Please reproduce the part that opens with the line containing "Spot the person in white" and closes with the last of the lines below, both ends included, keeping each line's wording as is. Scale every coordinate in that part by 2.05 and round each result to the nearest whole number, with halves going up.

Data for processing:
/---

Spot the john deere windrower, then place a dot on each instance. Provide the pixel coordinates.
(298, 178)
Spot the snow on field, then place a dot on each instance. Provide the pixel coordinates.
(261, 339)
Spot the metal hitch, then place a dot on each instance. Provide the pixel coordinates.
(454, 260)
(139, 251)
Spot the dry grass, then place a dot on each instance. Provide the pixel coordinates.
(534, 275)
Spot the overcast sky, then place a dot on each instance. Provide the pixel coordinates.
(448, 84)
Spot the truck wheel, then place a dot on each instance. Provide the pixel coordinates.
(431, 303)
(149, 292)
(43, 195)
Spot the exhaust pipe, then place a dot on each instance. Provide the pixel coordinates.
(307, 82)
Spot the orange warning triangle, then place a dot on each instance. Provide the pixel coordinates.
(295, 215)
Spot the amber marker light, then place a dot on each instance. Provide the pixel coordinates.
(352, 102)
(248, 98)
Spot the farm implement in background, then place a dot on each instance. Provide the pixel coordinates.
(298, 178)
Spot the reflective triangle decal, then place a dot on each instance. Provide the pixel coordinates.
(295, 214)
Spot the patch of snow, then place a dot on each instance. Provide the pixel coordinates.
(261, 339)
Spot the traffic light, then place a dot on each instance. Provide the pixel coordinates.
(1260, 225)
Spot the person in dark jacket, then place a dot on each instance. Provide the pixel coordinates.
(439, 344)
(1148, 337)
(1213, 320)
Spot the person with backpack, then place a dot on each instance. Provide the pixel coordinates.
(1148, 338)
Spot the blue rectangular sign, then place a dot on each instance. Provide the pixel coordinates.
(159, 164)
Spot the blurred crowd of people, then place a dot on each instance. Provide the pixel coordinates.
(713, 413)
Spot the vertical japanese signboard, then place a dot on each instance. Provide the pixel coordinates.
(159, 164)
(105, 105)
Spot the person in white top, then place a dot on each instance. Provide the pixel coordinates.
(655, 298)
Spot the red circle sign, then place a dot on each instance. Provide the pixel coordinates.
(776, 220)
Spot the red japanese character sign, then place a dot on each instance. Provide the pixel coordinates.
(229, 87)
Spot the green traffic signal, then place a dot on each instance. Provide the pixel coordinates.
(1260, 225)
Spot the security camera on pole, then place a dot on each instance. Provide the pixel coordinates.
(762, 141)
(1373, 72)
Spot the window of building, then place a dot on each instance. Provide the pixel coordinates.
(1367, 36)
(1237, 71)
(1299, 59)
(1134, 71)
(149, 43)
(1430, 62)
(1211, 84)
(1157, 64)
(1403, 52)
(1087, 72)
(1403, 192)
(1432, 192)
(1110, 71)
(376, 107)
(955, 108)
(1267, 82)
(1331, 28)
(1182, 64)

\---

Task result:
Spot the person in white top, then place a dot on each instance. Provide the pixel coordinates.
(1343, 611)
Spot the red circle sign, then place a dot on each instance. Provide the pixel coordinates.
(1591, 451)
Spot the red japanese character sign, then place a dot on each instance. Provide the pixel coordinates.
(469, 178)
Spot the green traffic signal, then place a dot on each instance. Provide the pixel coordinates.
(2583, 461)
Spot the security camera on pole, then place a dot on each instance. Provide the pixel coordinates.
(1562, 289)
(2815, 148)
Spot the window of building, then place a dot on each instance. Provide the pixel coordinates.
(2802, 74)
(2536, 146)
(2663, 121)
(2325, 146)
(305, 88)
(2932, 127)
(2483, 172)
(2372, 131)
(2876, 107)
(2228, 148)
(2876, 394)
(2936, 394)
(2276, 146)
(771, 219)
(1958, 221)
(2597, 168)
(2729, 57)
(2423, 131)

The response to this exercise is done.